### Kutipan ###

Sehingga menerima pernyataan bahwa Islam juga melakukan invansi militer dalam rangka penyebaran agama adalah sikap ilmiah yang dilandasi kejujuran terhadap sejarah. Yang perlu dicatat, bahwa kita harus membacanya dalam konteks dimana peristiwa tersebut terjadi. Tidak bisa lantas, hari ini, kita melakukan proses yang serupa—yakni invansi militer untuk menyebarkan Islam. Sebenarnya nalar semacam ini dapat kita temukan pada semua agama Semit; Yahudi, Kristen dan Islam. Kita ingat motivasi 3G dalam sebuah kolonialisme, salah satunya adalah Gospel, yakni penyebaran agama Kristen. Dan nalar semacam itu pernah digunakan oleh Bush untuk melakukan invansi militer ke Irak atas nama perang suci. Yang sebenarnya hanya ingin mengeruk kekayaan alam Irak. Sebuah usaha ideologisasi agama untuk tujuan-tujuan murni duniawi.

Satu fakta sejarah pendukung yang tidak dapat kita hindari adalah terjadinya Perang Salib. Bagi Muslim mungkin akan memandangnya dengan cara negatif terhadap umat Kristiani, dan sebaliknya. Sedangkan menurut saya, dua-duanya adalah koeksistensi untuk perang tersebut ada. Yakni saling mengklaim Tanah Suci.

Ikon yang lain yakni beberapa wanita yang tentu saja mengilustrasikan praktik poligami dalam masyarakat Islam awal. Apakah Anda—sebagai seorang Muslim—akan menyangkal bahwa dulu poligami dalam Islam tidak pernah terjadi? Tentu saja tidak. Menyangkal, berarti sama dengan menyangkal sejarah Islam. Realitas poligami memang ada, tidak hanya secara de facto, al-Quran pun memuat ayat tentang poligami.

### Data hasil ekstraksi ###

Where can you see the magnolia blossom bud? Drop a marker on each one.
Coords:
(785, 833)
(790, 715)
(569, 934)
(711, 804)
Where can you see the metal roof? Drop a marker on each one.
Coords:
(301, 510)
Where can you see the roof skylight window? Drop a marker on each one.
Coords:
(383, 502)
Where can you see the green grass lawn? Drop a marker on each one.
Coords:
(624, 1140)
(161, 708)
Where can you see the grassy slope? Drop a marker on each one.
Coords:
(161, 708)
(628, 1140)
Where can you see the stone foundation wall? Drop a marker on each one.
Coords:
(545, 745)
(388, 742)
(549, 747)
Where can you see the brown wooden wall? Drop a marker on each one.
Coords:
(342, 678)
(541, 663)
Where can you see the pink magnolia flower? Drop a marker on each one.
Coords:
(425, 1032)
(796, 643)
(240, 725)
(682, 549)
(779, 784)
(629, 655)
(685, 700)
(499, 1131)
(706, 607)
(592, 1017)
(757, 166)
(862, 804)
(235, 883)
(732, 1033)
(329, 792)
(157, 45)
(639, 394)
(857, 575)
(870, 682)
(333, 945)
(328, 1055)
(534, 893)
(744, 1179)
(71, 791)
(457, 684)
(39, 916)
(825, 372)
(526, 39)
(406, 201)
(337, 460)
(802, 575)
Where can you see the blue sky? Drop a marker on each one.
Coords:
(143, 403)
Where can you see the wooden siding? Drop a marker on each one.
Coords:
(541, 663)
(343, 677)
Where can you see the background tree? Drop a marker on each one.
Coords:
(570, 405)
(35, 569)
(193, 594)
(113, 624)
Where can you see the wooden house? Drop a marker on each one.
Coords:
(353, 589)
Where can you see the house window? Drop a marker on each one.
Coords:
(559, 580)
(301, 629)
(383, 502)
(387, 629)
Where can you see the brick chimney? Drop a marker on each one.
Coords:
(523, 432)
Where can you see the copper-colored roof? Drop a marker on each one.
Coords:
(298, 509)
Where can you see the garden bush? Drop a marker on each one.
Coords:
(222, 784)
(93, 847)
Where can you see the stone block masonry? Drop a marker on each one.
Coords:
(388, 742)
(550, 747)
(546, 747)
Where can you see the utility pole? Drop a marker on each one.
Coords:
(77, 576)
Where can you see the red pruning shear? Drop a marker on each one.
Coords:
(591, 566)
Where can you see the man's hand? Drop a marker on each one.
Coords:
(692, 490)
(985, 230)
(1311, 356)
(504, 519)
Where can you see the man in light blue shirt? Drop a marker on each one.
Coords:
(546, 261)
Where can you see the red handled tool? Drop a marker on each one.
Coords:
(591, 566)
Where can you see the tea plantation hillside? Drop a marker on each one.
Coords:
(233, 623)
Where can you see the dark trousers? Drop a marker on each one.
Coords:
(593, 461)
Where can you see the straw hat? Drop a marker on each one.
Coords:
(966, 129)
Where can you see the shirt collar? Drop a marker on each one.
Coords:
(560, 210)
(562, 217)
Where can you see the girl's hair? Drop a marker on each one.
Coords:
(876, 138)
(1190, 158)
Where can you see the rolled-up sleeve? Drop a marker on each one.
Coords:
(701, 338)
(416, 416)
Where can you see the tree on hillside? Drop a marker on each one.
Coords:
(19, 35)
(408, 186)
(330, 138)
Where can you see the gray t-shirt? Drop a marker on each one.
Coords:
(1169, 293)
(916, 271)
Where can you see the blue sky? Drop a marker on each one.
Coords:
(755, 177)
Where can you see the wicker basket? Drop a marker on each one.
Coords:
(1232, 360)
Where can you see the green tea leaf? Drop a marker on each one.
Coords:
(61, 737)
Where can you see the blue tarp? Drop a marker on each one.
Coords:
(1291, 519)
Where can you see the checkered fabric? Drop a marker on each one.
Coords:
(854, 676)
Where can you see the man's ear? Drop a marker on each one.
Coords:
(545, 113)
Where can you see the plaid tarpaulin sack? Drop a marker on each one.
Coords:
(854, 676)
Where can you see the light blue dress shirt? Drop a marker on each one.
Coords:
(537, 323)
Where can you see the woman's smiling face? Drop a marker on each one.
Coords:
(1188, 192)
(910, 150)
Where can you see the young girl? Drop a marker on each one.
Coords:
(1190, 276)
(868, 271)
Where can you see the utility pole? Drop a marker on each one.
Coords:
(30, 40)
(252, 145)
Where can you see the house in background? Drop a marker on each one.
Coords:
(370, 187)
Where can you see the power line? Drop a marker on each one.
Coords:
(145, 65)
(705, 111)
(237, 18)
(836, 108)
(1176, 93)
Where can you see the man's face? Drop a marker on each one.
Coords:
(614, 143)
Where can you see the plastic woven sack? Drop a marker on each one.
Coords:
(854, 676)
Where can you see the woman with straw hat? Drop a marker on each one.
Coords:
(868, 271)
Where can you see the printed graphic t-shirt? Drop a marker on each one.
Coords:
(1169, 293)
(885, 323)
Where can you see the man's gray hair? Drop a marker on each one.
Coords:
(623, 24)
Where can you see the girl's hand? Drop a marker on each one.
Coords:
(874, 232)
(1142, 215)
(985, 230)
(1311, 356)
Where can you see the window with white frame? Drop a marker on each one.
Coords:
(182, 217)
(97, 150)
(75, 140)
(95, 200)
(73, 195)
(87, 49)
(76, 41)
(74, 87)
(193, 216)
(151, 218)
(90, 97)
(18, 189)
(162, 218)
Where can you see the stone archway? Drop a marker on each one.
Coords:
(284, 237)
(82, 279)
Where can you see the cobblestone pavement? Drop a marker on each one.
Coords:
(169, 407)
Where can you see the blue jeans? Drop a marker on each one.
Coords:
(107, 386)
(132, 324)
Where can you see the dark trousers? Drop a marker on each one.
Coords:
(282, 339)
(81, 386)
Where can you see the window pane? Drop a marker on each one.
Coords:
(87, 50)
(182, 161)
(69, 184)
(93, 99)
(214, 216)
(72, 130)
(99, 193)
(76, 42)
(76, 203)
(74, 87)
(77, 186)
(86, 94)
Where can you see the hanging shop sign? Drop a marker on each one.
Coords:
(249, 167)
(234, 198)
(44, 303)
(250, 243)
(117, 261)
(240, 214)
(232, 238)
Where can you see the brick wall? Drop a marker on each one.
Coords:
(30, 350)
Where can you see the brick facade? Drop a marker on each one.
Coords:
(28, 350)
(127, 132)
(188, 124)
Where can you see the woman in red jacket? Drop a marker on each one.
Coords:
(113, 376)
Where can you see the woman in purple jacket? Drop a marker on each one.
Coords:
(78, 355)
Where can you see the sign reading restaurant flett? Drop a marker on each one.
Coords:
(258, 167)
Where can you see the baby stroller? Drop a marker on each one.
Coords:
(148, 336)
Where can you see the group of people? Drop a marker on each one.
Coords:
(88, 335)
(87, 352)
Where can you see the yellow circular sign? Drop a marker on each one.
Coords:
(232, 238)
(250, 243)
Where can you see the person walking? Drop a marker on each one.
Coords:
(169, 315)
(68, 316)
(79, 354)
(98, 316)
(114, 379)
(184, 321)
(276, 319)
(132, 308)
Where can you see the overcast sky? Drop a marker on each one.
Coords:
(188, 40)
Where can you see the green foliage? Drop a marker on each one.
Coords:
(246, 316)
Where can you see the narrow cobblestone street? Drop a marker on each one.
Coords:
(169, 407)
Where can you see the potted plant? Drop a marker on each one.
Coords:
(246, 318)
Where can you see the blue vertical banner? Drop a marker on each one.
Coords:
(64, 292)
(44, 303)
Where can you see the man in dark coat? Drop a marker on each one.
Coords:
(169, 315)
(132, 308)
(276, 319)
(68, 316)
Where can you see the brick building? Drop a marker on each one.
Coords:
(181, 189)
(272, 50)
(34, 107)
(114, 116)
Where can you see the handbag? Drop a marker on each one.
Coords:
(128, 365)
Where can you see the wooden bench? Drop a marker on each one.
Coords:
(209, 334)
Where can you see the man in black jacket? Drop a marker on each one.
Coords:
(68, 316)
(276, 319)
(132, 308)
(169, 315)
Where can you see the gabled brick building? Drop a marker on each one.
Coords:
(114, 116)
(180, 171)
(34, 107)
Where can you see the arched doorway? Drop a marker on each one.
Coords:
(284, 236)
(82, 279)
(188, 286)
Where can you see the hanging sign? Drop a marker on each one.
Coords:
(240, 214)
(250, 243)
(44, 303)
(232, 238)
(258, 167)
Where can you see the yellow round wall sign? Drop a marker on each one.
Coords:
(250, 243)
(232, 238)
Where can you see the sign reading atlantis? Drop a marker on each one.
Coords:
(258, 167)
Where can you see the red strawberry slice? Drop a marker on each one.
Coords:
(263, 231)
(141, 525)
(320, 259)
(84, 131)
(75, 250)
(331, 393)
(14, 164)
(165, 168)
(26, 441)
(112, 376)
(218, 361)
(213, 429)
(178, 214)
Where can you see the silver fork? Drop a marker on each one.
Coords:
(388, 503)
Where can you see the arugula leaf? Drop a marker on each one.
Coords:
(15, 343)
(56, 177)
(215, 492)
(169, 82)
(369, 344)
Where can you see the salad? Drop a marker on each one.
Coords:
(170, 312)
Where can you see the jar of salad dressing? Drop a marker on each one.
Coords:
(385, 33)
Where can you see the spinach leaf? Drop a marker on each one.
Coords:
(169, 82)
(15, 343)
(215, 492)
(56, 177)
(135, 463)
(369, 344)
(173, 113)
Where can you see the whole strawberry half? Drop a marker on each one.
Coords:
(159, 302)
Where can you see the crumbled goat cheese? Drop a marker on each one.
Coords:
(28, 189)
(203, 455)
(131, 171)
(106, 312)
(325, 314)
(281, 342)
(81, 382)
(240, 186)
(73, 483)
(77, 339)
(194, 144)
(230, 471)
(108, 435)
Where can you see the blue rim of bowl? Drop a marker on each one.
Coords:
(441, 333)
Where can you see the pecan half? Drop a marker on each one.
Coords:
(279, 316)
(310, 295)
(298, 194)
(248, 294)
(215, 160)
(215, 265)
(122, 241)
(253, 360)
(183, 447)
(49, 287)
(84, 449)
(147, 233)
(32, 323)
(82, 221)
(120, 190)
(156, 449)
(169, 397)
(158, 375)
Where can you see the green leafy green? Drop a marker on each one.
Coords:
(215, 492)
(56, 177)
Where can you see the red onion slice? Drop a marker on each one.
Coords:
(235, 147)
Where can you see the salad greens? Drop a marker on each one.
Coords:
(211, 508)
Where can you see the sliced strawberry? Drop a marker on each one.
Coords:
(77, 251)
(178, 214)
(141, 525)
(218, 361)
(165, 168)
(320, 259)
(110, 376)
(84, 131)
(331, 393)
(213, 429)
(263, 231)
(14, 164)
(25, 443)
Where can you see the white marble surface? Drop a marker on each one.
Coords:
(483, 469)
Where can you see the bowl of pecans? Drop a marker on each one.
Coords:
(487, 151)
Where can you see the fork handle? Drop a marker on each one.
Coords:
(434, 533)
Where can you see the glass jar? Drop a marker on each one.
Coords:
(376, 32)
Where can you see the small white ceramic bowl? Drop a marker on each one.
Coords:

###

Deskripsi tugas: Ulangi persis bagian kutipan tentang sejarah Islam yang dimulai dengan "Satu fakta sejarah" dan berlanjut hingga "mengklaim Tanah Suci.".

Jawaban berikut:
Satu fakta sejarah pendukung yang tidak dapat kita hindari adalah terjadinya Perang Salib. Bagi Muslim mungkin akan memandangnya dengan cara negatif terhadap umat Kristiani, dan sebaliknya. Sedangkan menurut saya, dua-duanya adalah koeksistensi untuk perang tersebut ada. Yakni saling mengklaim Tanah Suci.